Copy word for word the passage of the phase change materials pipeline page that opens with the words containing "axes[1].imshow(segmentation['intensity'].data[..., 1])" and closes with "the clustering result.".

◆ Extract to read
|---|

Pipeline for phase change materials. Scripting example

Consists of three sections:

  • Separate sample from background

  • Crystallinity map generation

  • Region clustering

File: 4D STEM of phase change material, Vadim Migunov et al. TODO update to proper credit

[1]:
%matplotlib nbagg

import functools
import os

from skimage.feature import peak_local_max
import numpy as np
import matplotlib.pyplot as plt
from matplotlib import cm
import sklearn.feature_extraction
import sklearn.cluster
import scipy.sparse
import sparse

from libertem.udf import UDF
from libertem import masks
from libertem.api import Context
from libertem.udf.masks import ApplyMasksUDF
from libertem.udf.stddev import run_stddev
from  libertem.udf.crystallinity import run_analysis_crystall

Crystallinity map generation

[2]:
data_base_path = os.environ.get("TESTDATA_BASE_PATH", "/home/alex/Data/")
[3]:
ctx = Context()
ds = ctx.load("auto", path=os.path.join(data_base_path, "01_ms1_3p3gK.hdr"))
[4]:
cy = 125.7
cx = 124.9
fy, fx = tuple(ds.shape.sig)
y, x = tuple(ds.shape.nav)
r = 3

Use libertem.udf.masks.ApplyMasksUDF to calculate brightfield and darkfield image for segmentation between sample and membrane.

[5]:
ring = functools.partial(
    masks.ring,
    centerX=cx,
    centerY=cy,
    imageSizeX=fx,
    imageSizeY=fy,
    radius=160,
    radius_inner=100,
)
disk = functools.partial(
    masks.circular,
    centerX=cx,
    centerY=cy,
    imageSizeX=fx,
    imageSizeY=fy,
    radius=1,
    antialiased=True
)
segmentation_udf = ApplyMasksUDF(
    mask_factories=[ring, disk],
)
[6]:
segmentation = ctx.run_udf(udf=segmentation_udf, dataset=ds, progress=True)
100%|██████████████████████████████████████████████████████████████████████████████████| 33/33 [00:12<00:00,  2.67it/s]
[7]:
fig, axes = plt.subplots(nrows=1, ncols=2)
axes[0].imshow(segmentation['intensity'].data[..., 0])
axes[1].imshow(segmentation['intensity'].data[..., 1])
[7]:
<matplotlib.image.AxesImage at 0x211e6e5e650>

The amorphous membrane (substrate) is masked out in subsequent processing to reduce the amount of computation and improve the clustering result.

We use agglomerative clustering with brightfield and darkfield value as feature vector. The connectivity matrix ensures that only neighboring pixels can belong to the same cluster.

[8]:
connectivity = scipy.sparse.csr_matrix(
    sklearn.feature_extraction.image.grid_to_graph(
        # Transposed!

|---|

◆ Information provided
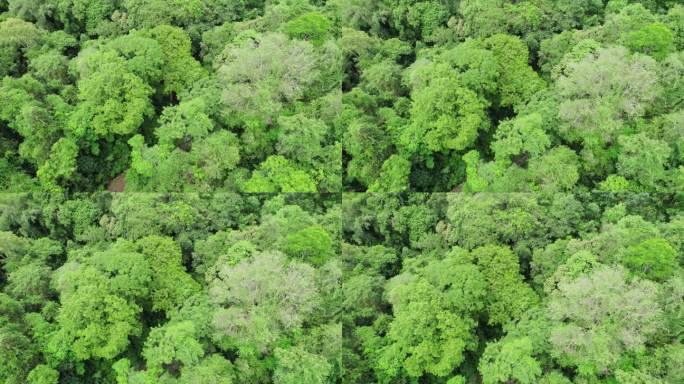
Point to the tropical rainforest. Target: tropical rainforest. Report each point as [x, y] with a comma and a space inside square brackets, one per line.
[341, 191]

|---|

◆ Task output
axes[1].imshow(segmentation['intensity'].data[..., 1])
[7]:
<matplotlib.image.AxesImage at 0x211e6e5e650>

The amorphous membrane (substrate) is masked out in subsequent processing to reduce the amount of computation and improve the clustering result.